Collect every line of the records below that contains the word "cathedral", and copy each one unchanged.
----
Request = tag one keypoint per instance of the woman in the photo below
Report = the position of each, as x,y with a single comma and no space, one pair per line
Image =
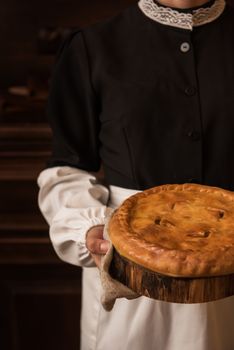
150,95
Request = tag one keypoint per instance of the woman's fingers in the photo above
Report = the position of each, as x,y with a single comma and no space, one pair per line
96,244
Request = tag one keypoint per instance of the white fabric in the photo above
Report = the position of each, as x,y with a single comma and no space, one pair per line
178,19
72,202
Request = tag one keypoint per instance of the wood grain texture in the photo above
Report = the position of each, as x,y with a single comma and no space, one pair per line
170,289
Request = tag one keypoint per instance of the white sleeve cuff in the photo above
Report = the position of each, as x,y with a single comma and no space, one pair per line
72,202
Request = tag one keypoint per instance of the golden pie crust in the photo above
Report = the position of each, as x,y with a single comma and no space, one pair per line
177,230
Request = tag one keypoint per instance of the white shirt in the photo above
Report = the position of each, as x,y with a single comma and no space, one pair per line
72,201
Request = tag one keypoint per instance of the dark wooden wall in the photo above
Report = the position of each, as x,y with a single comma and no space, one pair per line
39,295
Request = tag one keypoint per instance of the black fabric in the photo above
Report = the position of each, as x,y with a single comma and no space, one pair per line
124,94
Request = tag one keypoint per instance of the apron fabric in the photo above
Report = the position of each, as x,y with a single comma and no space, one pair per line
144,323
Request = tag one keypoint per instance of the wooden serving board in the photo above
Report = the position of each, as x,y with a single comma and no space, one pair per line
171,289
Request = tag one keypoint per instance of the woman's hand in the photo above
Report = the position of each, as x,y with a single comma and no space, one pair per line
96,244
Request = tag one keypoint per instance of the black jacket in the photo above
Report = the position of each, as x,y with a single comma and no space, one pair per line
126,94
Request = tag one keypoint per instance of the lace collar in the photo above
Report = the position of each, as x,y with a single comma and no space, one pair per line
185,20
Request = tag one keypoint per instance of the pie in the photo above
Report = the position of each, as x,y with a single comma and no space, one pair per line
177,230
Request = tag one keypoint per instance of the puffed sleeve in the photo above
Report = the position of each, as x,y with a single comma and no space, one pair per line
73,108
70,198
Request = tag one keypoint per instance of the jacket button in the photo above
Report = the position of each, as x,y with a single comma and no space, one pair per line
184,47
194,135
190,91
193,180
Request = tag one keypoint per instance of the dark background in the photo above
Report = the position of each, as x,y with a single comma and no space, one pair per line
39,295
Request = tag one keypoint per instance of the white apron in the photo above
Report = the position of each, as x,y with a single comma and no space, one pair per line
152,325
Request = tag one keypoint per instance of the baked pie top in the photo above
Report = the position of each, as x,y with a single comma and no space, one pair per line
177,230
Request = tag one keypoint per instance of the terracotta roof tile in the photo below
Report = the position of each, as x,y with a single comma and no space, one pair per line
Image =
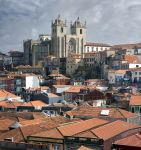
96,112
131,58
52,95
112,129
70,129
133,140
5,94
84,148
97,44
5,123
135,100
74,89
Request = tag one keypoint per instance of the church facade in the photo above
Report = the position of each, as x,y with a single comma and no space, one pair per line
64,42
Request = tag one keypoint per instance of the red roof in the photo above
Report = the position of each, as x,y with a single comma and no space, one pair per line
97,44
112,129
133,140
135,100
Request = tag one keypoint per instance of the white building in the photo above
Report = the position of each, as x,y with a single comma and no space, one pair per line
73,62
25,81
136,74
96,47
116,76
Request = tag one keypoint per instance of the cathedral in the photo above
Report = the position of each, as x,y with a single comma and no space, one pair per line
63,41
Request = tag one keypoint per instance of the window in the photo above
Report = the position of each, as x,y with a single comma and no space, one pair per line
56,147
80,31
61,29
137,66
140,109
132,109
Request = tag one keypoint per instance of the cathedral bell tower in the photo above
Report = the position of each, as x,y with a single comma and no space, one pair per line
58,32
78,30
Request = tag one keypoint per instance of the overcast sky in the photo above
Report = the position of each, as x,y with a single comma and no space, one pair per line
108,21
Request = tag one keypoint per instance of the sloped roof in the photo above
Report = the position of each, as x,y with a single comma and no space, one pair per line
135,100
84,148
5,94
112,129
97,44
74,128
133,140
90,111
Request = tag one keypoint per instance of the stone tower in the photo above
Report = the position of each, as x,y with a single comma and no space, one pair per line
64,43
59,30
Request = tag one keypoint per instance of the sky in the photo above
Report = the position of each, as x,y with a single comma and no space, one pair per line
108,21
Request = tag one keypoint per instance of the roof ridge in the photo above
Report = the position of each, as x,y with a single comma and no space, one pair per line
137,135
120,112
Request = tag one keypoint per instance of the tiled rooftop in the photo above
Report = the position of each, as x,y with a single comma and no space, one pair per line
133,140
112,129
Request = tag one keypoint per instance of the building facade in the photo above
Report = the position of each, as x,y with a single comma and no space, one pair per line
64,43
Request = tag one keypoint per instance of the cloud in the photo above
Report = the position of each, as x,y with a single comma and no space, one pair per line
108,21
----
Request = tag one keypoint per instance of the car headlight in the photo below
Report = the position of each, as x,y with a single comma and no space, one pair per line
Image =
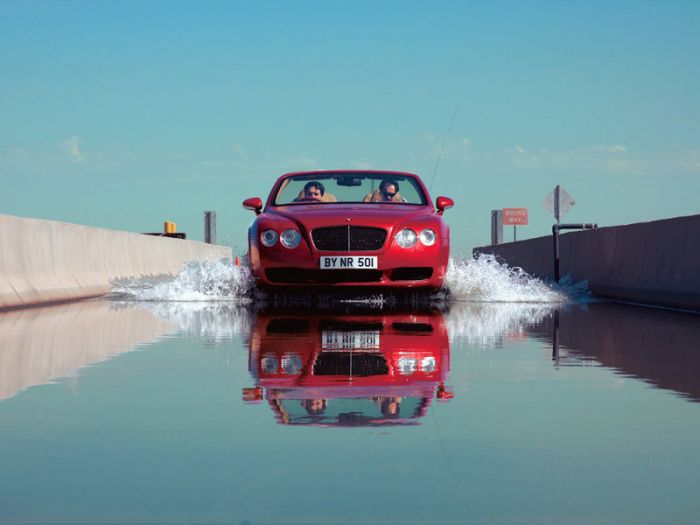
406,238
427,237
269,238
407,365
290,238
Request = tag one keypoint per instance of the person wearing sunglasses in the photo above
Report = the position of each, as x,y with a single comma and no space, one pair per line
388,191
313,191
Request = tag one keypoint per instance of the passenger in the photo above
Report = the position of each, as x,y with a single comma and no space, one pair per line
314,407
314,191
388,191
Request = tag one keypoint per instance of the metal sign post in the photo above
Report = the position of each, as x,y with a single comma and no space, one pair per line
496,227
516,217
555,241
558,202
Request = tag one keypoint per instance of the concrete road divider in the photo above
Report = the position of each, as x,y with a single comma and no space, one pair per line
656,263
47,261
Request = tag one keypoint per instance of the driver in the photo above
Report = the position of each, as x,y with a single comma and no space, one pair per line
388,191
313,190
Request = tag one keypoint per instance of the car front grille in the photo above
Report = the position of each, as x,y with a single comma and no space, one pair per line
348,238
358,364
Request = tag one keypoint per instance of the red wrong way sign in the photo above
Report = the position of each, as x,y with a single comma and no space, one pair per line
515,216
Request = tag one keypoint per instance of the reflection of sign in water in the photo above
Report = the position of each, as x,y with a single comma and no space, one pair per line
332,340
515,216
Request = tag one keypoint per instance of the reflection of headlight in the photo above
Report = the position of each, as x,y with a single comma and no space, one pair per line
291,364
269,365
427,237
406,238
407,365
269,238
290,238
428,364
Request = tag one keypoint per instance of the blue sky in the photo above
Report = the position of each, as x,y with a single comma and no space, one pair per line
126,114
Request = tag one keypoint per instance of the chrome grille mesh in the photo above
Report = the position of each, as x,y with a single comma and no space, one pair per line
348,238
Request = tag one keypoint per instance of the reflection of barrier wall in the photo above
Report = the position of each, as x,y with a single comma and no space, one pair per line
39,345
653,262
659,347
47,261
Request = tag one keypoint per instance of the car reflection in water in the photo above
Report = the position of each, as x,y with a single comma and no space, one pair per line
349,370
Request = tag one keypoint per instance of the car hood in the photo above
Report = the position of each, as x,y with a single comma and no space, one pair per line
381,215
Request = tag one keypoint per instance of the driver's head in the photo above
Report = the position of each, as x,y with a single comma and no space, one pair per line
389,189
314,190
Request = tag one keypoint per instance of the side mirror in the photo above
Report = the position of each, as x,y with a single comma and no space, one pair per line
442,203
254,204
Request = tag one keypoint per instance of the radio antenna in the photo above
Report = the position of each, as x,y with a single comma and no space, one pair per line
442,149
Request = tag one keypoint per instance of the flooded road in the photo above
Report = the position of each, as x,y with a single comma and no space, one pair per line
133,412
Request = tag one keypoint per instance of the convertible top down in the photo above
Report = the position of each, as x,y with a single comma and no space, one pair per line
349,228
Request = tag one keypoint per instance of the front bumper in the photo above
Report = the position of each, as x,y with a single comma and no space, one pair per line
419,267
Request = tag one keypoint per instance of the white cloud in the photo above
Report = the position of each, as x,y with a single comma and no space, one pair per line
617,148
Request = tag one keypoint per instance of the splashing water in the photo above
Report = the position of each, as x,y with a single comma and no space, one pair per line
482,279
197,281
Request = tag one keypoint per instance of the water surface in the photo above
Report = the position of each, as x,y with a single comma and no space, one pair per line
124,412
----
[Reply to the exercise]
Request = tag one keypoint per instance of the cathedral in the photo above
Request = tag one keypoint per instance of the cathedral bell tower in the photo above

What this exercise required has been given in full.